### CONSEGNA DEL COMPITO
Elenca tutte le righe del materiale seguente che contengono la parola "tall", riportandole senza alcuna modifica.

Materiale del dataset sulla posizione degli oggetti:
+ + + +
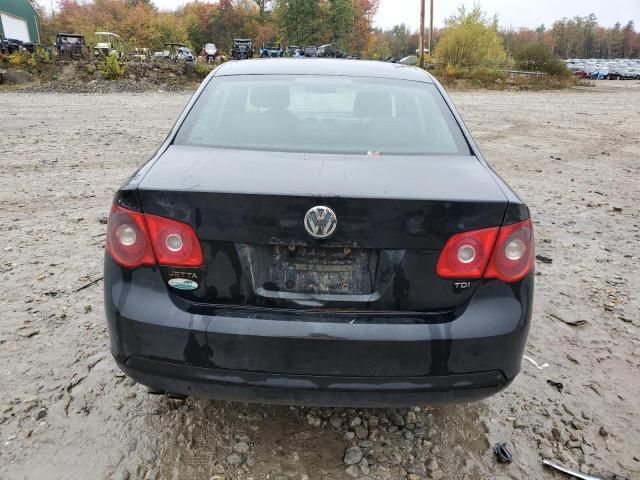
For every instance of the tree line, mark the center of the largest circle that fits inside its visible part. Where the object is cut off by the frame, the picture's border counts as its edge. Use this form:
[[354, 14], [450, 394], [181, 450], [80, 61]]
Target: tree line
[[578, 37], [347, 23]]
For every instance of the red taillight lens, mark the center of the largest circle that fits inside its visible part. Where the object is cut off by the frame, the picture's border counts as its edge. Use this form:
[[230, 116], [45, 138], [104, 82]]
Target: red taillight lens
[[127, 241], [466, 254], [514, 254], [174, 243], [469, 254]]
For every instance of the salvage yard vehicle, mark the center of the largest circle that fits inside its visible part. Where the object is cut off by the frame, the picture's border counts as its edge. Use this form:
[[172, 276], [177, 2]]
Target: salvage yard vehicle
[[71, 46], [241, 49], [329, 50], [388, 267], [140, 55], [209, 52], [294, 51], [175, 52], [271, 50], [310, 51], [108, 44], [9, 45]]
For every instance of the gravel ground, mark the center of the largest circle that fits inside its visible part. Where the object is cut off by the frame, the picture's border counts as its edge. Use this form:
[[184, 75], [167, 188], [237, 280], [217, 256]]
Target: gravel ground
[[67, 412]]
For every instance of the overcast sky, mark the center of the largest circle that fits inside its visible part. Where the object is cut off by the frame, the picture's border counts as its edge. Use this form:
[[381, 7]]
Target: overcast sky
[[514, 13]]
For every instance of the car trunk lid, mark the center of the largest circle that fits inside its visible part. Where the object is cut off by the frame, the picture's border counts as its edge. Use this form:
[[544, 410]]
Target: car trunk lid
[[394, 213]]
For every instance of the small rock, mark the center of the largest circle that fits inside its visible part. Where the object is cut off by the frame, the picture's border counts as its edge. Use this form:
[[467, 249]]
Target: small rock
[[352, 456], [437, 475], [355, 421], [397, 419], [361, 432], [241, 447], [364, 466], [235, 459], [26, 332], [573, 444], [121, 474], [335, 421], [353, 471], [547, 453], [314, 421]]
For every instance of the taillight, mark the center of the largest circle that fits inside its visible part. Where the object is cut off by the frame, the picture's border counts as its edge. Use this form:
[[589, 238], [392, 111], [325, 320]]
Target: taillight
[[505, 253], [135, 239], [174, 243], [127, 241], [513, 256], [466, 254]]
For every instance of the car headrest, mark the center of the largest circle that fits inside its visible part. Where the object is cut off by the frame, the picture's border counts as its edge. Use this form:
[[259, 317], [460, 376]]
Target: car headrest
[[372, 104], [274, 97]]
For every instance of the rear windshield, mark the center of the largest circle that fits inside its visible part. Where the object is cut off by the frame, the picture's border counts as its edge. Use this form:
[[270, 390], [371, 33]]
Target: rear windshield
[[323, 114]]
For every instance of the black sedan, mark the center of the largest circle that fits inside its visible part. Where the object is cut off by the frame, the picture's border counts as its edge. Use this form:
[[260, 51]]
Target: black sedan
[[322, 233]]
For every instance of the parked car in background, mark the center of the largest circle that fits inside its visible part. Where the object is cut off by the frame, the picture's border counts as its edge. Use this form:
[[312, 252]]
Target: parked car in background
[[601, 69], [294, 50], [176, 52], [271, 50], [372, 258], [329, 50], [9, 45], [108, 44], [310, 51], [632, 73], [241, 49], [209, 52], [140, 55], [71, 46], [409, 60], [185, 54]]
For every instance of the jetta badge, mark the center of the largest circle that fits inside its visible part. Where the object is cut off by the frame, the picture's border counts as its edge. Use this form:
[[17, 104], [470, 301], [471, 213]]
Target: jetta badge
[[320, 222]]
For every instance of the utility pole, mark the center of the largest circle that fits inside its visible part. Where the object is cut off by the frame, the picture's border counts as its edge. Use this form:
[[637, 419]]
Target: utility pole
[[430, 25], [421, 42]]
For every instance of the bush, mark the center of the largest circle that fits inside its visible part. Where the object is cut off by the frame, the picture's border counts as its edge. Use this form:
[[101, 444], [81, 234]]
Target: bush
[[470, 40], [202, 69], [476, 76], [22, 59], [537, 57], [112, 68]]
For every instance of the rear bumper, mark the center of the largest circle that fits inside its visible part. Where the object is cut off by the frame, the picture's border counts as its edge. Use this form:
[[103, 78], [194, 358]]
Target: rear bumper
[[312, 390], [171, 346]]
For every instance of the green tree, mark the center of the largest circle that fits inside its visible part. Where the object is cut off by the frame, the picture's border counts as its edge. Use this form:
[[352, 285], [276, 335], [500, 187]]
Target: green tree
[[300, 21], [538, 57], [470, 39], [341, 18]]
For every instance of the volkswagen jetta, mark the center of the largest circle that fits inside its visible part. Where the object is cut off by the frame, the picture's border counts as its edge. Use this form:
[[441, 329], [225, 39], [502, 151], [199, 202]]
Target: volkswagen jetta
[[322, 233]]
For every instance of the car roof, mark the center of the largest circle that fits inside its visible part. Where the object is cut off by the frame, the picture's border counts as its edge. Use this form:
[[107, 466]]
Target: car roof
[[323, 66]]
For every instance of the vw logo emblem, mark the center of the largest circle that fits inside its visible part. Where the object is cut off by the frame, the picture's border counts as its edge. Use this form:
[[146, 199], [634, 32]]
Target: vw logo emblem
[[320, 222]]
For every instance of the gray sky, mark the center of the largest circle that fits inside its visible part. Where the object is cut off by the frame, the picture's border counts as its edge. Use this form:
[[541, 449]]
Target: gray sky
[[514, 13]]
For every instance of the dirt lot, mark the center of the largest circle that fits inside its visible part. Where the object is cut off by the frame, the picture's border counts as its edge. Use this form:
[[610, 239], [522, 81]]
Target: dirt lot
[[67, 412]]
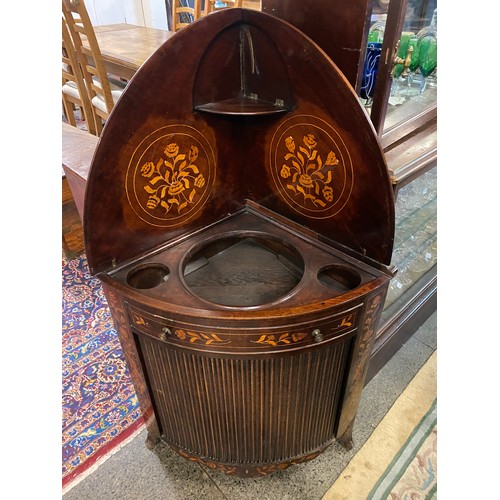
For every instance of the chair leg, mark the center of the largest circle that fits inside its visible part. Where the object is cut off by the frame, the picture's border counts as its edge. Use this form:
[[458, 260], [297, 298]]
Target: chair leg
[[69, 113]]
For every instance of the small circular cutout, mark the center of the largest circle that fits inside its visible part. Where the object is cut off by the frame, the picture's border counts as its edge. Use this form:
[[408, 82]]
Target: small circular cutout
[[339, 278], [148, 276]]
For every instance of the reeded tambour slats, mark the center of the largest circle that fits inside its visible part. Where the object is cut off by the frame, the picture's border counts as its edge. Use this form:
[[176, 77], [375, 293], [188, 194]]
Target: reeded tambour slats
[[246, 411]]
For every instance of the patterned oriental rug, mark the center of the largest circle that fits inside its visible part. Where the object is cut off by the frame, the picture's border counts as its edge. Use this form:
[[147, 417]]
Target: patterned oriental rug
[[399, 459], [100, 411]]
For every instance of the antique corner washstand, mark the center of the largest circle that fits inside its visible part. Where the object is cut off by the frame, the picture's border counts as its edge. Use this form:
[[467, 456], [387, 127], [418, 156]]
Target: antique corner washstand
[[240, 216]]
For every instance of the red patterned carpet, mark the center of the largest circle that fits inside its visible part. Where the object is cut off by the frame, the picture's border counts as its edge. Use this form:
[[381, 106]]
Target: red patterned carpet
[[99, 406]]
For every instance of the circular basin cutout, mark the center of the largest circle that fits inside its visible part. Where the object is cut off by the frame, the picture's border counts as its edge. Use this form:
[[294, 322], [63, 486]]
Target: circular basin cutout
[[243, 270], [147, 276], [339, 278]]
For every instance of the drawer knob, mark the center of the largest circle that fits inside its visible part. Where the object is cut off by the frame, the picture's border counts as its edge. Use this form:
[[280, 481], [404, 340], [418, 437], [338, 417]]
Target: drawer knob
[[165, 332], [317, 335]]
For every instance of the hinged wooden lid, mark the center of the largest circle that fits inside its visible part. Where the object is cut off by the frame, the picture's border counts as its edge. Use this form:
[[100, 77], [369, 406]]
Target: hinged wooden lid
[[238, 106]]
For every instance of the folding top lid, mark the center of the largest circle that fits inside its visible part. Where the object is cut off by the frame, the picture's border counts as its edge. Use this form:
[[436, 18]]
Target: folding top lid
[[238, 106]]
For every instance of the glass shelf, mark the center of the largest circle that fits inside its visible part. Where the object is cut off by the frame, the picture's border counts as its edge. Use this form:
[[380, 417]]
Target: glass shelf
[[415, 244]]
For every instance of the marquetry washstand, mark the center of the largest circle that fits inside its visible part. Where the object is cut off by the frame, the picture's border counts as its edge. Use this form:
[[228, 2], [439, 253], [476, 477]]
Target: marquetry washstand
+ + + +
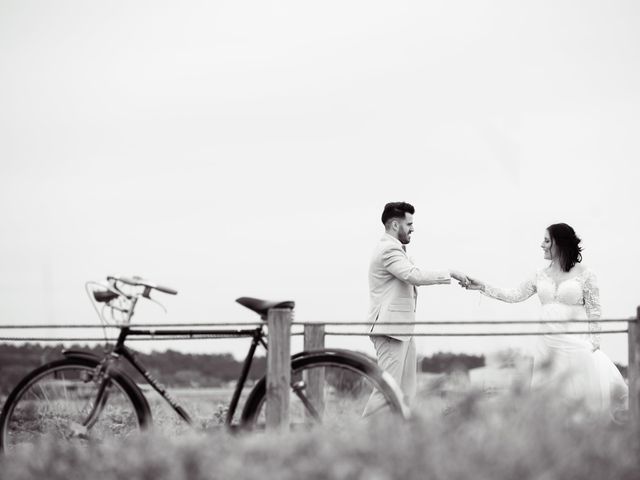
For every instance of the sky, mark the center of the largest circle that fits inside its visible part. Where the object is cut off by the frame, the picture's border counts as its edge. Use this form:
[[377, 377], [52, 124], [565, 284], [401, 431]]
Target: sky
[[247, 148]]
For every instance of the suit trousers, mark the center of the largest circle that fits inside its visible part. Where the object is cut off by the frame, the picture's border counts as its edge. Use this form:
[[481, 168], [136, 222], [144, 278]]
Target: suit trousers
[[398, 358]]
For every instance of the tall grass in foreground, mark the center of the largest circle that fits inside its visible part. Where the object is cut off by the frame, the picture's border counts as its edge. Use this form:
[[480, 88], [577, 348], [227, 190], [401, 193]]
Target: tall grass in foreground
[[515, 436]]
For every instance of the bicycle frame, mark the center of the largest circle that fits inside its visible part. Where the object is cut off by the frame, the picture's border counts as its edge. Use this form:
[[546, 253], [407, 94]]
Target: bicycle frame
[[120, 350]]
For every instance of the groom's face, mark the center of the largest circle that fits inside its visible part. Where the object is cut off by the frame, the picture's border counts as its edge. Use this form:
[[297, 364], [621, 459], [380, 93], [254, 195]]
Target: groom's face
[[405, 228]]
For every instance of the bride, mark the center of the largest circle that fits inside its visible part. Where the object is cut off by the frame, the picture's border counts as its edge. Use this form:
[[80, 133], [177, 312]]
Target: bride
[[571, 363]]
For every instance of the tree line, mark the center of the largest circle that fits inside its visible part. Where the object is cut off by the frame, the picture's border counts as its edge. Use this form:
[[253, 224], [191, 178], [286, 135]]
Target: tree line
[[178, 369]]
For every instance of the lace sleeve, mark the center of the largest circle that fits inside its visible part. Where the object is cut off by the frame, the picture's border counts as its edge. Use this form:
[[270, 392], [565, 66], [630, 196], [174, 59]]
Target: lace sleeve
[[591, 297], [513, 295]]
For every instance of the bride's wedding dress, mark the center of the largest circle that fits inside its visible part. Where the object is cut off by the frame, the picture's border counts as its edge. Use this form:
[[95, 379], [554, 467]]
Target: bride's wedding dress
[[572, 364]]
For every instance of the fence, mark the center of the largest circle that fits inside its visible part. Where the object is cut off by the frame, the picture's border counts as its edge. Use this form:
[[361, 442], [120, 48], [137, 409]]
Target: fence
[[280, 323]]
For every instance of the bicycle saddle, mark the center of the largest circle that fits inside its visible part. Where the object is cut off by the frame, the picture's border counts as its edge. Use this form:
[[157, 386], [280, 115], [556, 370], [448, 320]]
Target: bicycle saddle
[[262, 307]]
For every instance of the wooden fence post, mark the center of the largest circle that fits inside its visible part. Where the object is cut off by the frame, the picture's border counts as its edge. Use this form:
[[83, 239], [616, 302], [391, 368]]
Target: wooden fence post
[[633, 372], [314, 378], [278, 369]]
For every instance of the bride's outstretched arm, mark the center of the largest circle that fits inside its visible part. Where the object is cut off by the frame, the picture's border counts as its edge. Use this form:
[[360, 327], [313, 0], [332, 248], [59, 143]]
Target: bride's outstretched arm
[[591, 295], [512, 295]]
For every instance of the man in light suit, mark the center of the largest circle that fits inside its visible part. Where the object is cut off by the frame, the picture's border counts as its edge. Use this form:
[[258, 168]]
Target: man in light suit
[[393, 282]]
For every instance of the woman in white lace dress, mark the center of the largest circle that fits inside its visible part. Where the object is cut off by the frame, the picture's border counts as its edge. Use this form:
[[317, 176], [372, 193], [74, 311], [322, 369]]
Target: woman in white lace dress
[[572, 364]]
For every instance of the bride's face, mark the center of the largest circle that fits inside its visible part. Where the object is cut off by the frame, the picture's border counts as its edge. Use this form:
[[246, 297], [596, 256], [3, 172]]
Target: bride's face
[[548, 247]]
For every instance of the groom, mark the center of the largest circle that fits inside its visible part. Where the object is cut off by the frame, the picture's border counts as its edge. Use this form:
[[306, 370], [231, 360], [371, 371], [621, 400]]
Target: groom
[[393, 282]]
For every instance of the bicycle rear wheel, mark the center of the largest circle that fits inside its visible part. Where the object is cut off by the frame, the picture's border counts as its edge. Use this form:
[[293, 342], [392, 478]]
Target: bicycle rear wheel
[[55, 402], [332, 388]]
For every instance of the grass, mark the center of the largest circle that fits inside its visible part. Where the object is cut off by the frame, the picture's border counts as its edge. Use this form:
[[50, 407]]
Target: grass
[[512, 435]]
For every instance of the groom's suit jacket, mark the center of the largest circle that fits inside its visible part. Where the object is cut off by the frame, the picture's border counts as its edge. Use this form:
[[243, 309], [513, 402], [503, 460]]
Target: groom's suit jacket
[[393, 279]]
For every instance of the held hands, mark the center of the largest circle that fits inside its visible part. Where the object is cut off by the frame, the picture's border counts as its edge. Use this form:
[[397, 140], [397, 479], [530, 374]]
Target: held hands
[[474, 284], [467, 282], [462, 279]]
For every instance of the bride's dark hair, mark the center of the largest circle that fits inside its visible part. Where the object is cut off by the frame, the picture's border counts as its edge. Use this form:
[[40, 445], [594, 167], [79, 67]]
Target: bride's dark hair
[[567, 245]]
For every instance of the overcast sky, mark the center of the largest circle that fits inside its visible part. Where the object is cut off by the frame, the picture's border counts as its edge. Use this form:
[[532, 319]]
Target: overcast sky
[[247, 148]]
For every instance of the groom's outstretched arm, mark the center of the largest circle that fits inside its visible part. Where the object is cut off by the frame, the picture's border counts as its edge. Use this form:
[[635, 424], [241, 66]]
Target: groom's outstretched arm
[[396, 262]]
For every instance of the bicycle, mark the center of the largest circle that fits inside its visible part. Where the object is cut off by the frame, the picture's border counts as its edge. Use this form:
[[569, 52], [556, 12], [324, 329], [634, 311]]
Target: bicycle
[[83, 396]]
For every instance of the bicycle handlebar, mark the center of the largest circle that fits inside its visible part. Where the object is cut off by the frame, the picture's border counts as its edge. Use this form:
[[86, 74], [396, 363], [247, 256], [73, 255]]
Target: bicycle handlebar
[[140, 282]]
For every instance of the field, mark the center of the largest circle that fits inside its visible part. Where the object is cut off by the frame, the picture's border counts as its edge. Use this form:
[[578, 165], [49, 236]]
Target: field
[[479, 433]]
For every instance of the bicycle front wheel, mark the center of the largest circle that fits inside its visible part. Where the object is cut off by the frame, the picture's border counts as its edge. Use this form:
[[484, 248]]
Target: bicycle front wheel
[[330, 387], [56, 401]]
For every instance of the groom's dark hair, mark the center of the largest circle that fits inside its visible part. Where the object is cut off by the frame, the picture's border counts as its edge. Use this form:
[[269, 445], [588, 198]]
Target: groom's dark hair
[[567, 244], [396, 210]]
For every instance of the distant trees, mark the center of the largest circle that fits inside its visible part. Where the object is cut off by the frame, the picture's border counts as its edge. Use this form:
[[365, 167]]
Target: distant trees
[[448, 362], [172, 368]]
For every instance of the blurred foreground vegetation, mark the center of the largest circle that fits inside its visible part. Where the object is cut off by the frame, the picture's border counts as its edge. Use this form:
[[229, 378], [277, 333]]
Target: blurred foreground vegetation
+ + + +
### SOLUZIONE COMPLETA
For every instance of the tall grass in foreground, mark the center of the largest circle that fits inside its visible part. Where the object is cut off by the frame, the picture's border counts as its edge. Use this form:
Target: tall grass in foreground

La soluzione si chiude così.